• _YOUR GOAL_:
No line before the one containing "Target: blue sky" should appear; that line and all lines after it, through the end of the data, are to be set down exactly.

• _SUPPLIED DATA_:
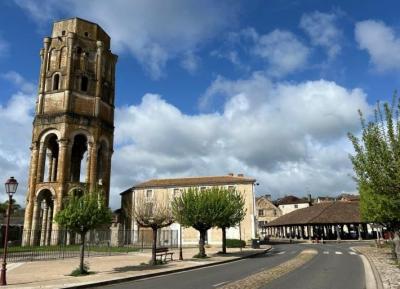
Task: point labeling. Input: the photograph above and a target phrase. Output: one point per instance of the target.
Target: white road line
(219, 284)
(13, 266)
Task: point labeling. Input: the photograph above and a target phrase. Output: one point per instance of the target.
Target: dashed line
(219, 284)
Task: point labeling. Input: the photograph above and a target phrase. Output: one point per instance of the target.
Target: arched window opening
(56, 82)
(51, 159)
(78, 153)
(44, 218)
(101, 163)
(84, 83)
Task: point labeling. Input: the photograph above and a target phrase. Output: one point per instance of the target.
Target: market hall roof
(340, 212)
(193, 181)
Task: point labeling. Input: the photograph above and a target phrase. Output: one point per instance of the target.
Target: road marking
(13, 266)
(219, 284)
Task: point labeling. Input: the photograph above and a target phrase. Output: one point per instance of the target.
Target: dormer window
(84, 83)
(56, 82)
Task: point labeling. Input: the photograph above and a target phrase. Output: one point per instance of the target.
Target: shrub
(235, 243)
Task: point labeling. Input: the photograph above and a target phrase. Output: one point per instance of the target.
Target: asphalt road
(335, 266)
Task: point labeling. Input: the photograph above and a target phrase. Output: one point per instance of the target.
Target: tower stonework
(72, 138)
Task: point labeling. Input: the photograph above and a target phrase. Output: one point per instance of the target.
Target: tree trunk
(154, 247)
(82, 253)
(223, 240)
(202, 250)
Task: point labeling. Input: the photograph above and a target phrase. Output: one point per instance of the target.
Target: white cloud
(15, 134)
(381, 42)
(323, 31)
(190, 62)
(290, 136)
(153, 31)
(283, 51)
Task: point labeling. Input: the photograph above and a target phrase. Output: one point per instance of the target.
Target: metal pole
(180, 243)
(4, 265)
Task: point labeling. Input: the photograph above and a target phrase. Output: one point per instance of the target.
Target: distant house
(266, 212)
(291, 203)
(325, 199)
(164, 190)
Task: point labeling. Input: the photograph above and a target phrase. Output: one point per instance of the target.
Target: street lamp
(11, 188)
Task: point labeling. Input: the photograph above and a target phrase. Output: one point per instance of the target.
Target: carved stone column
(35, 224)
(44, 224)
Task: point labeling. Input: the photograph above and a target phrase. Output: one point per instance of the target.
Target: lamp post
(11, 187)
(180, 243)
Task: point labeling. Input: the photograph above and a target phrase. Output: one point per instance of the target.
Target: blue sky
(264, 88)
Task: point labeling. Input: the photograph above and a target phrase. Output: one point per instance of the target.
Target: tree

• _WRITTEN REPLY_:
Target: blue sky
(264, 88)
Task: point labeling. Input: the photograph above and a target phrase. Output: one point per instance of the target.
Target: tree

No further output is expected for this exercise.